## [STATED PROBLEM]
Set the listing down unchanged, minus every embedded image.

## [DATA FOR THIS TASK]
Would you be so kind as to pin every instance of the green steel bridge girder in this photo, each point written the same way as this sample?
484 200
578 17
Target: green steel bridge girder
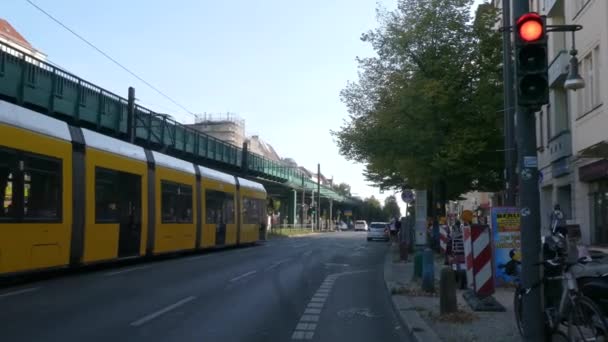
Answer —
40 86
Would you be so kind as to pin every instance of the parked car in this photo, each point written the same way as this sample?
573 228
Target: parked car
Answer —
342 225
378 230
360 225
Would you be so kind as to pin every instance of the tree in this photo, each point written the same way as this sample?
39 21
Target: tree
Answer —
425 109
342 189
370 210
391 208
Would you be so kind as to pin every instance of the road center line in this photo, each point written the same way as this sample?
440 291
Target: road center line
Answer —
276 264
243 276
161 311
127 270
14 293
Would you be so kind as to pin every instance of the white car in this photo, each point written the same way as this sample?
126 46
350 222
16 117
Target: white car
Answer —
361 225
378 231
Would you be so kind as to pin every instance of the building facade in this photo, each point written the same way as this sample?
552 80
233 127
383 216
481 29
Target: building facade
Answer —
572 130
11 37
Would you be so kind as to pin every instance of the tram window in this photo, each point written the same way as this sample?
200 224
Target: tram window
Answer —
30 186
106 195
176 202
228 208
8 168
219 207
41 188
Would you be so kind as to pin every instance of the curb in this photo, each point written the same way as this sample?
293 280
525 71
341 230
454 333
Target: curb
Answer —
409 318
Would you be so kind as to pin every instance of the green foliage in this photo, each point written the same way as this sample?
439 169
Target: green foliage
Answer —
427 107
369 209
342 189
391 208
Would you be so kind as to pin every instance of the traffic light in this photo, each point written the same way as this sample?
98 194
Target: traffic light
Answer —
531 60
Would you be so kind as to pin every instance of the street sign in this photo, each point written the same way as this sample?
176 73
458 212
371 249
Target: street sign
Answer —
407 196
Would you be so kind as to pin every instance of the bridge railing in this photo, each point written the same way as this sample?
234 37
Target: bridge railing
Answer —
48 89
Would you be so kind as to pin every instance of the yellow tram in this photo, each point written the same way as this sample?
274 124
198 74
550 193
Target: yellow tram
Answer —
73 197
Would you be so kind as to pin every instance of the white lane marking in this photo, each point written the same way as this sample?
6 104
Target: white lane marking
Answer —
306 326
243 276
127 270
276 264
305 330
14 293
161 311
198 257
312 311
309 318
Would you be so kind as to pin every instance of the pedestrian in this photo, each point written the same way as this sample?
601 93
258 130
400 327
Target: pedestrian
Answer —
393 229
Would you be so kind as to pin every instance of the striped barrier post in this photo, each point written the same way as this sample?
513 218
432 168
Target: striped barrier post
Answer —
468 254
483 272
443 238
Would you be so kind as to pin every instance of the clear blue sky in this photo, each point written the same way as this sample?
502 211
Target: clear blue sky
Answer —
279 64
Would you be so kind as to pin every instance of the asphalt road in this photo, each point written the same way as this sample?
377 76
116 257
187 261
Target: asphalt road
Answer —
326 287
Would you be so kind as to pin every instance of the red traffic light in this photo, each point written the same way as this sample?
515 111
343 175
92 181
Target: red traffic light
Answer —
530 27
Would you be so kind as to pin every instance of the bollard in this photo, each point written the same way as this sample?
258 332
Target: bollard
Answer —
447 291
428 270
418 265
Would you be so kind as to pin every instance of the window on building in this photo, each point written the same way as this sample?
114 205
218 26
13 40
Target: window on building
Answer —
578 5
219 207
590 96
30 186
176 202
541 139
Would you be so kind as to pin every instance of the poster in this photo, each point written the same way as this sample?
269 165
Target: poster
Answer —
507 244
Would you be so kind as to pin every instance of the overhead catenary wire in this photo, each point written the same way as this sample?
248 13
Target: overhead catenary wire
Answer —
110 57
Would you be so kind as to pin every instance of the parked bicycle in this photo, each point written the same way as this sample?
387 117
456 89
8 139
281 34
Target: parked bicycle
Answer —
570 316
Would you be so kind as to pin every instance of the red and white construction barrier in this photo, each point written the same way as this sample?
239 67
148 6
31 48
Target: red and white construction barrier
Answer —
443 238
483 272
468 254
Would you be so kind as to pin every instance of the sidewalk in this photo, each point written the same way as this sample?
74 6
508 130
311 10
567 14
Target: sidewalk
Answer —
419 311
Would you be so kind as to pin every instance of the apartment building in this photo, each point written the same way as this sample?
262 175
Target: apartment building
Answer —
572 130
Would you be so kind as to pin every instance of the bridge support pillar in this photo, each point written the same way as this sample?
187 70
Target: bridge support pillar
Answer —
292 207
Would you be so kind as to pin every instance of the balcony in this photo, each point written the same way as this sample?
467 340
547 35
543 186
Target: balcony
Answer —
558 69
560 146
553 8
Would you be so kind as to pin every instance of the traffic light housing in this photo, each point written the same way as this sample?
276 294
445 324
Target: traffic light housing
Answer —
531 61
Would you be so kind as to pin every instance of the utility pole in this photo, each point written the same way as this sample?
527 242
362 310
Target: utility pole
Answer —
525 127
131 115
331 204
509 105
303 212
318 196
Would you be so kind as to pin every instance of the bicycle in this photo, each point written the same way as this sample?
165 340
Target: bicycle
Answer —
574 311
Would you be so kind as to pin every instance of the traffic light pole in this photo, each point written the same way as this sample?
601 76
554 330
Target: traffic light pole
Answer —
509 105
529 209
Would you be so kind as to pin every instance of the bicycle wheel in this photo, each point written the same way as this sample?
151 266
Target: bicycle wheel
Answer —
517 309
586 321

## [RESULT OF THE EXERCISE]
Would you be so kind as to pin every instance of the green steel bridge girder in this photo, each point written the same way as this sample?
484 200
578 17
Target: green steel bridge girder
Answer —
40 86
Would you be so kind as to pin every instance of the parked car in this photo, each point written the same way as this sample?
573 228
Target: parked car
Answer —
342 225
378 230
360 225
Would you be so kind as to pin every instance of the tree in this photo, each point written the same way as this sample?
39 21
Target: tree
Answer —
425 109
342 189
370 210
391 208
Would you be so kind as to pin every instance of the road center line in this photo, each point written the same way as this sample?
440 291
Target: road center line
Answer —
276 264
243 276
161 311
127 270
14 293
Would you be so kind as to pin every instance of the white car in this photo, each point written the same way as this sample?
126 46
350 222
16 117
Target: white car
Answer —
361 225
378 231
Would you be so kind as to pin every instance of the building facade in this photo, each point written the same way as this sample?
552 80
233 127
383 216
481 29
Target: building facade
Answer —
572 130
11 37
Would you be so kind as to pin every instance of the tram window in this photo, each point written the same way as this sample?
200 224
Target: tram window
Answer —
30 186
106 195
176 202
228 208
8 168
219 207
41 188
Would you be so kind as to pin every instance of the curb in this photo, each point written the same way as this sample?
293 280
525 71
341 230
454 333
Target: curb
Answer —
409 318
Would you be so kind as to pin every instance of the green foliage in this photo, each point written the same way as this sample?
439 169
Target: green foliage
Answer —
427 107
369 209
342 189
391 208
Would you be so kind as to pin every instance of the traffic light in this photo, each point written the same way as this sample?
98 194
Target: traffic light
Answer —
531 60
Would you be so kind as to pin every instance of the street sign in this photo, each point written the same way as this sample?
176 73
458 212
371 249
Target: street sign
Answer —
407 196
Would you be so kind as to pin every instance of the bridge railing in this photo, each point written the same way as this sample?
234 37
Target: bridge railing
Answer —
48 89
Would you be so kind as to pin every instance of the yellow tram in this photo, each point written the same way as this sample?
274 124
198 74
550 193
Target: yellow tram
Answer —
73 197
Would you be so kind as to pin every instance of the white lane marking in this photo, each point written the same way as this sample?
6 104
Target: white lane marking
Answer —
306 326
243 276
127 270
276 264
305 330
14 293
161 311
198 257
312 311
309 318
Would you be so kind as to pin every instance of the pedestrian in this photo, each point written the same way as this sample?
601 93
258 130
400 327
Target: pedestrian
Answer —
393 229
Would you be so kind as to pin every instance of the striped barrier post in this photo, each point written the same way as this sample?
513 218
432 168
Target: striped barrier post
Answer —
468 254
483 272
443 238
Would you be so kind as to pin every instance of the clear blue sky in this photo, each point written the same way as this sample?
502 211
Target: clear blue sky
Answer —
279 64
Would you be so kind as to pin every instance of the asphalt road in this photo, each point written the same way as this sample?
377 76
116 257
187 261
Target: asphalt road
Answer —
326 287
Would you be so kind as to pin every instance of the red traffic light in this photo, each point written the same way as this sample?
515 111
343 175
92 181
Target: red traffic light
Answer —
530 27
Would you be so kind as to pin every instance of the bollard in this photo, each point written the same way as this sample?
258 332
Target: bollard
Answer —
447 291
428 270
418 265
Would you be so kind as to pin every instance of the window on building in this photo, each point written the same way as this sample?
114 205
218 26
13 40
Target: window on building
Answer —
578 5
219 207
590 96
30 186
176 202
541 139
Would you be so kind as to pin every instance of the poster in this photo, each point written the same way as this sample?
269 165
Target: poster
Answer —
507 244
Would you be so kind as to pin every instance of the overhead catenary wire in this photo, each point written the same way as this sample?
248 13
Target: overhead catenary wire
Answer —
110 57
Would you be so kind as to pin every instance of the parked bicycle in this photo, each point written the same way as this sample?
387 117
456 89
8 139
281 34
Target: parked bicycle
Answer —
570 316
Would you be so kind as to pin every instance of the red and white construction barrier in this photo, each point written the same way as this sample?
239 67
148 6
31 48
Target: red and white construction barrier
Answer —
443 238
483 272
468 254
Would you be so kind as to pin every instance of the sidewalk in this photo, each point written the same way as this sample?
74 6
508 130
311 10
567 14
Target: sidewalk
Answer —
419 311
Would you be so kind as to pin every instance of the apartment building in this photo, each point written the same way as this sample?
262 175
Target: apartment building
Answer —
572 130
Would you be so kind as to pin every instance of the bridge support pillar in this photo, each point written the same way as this sample?
187 70
Target: bridge support pillar
Answer —
292 207
Would you be so kind as to pin every instance of the balcony in this photo, each point written the same way as this sample?
467 340
547 35
543 186
Target: balcony
Answer —
558 69
560 146
553 8
Would you be so kind as to pin every instance of the traffic light housing in this photo, each point written the same way as this sample?
276 294
445 324
Target: traffic light housing
Answer —
531 61
Would you be so kind as to pin every instance of the utility pole in this photo, each point written the same way as this sample?
527 242
362 310
Target: utility pole
Answer —
525 127
131 115
331 204
509 105
303 212
318 196
Would you be so kind as to pin every instance of the bicycle in this photo, each point written the same way as this sample?
165 340
Target: bicycle
Answer —
574 311
Would you be so kind as to pin every instance of the traffic light pole in this photo, each point written the same way as this sample?
601 76
554 330
Target: traffic light pole
Answer —
509 105
529 209
Would you be so kind as to pin every instance of the bicycle wheel in this photo, each point written the same way as this sample?
151 266
Target: bicycle wheel
Answer —
517 309
586 321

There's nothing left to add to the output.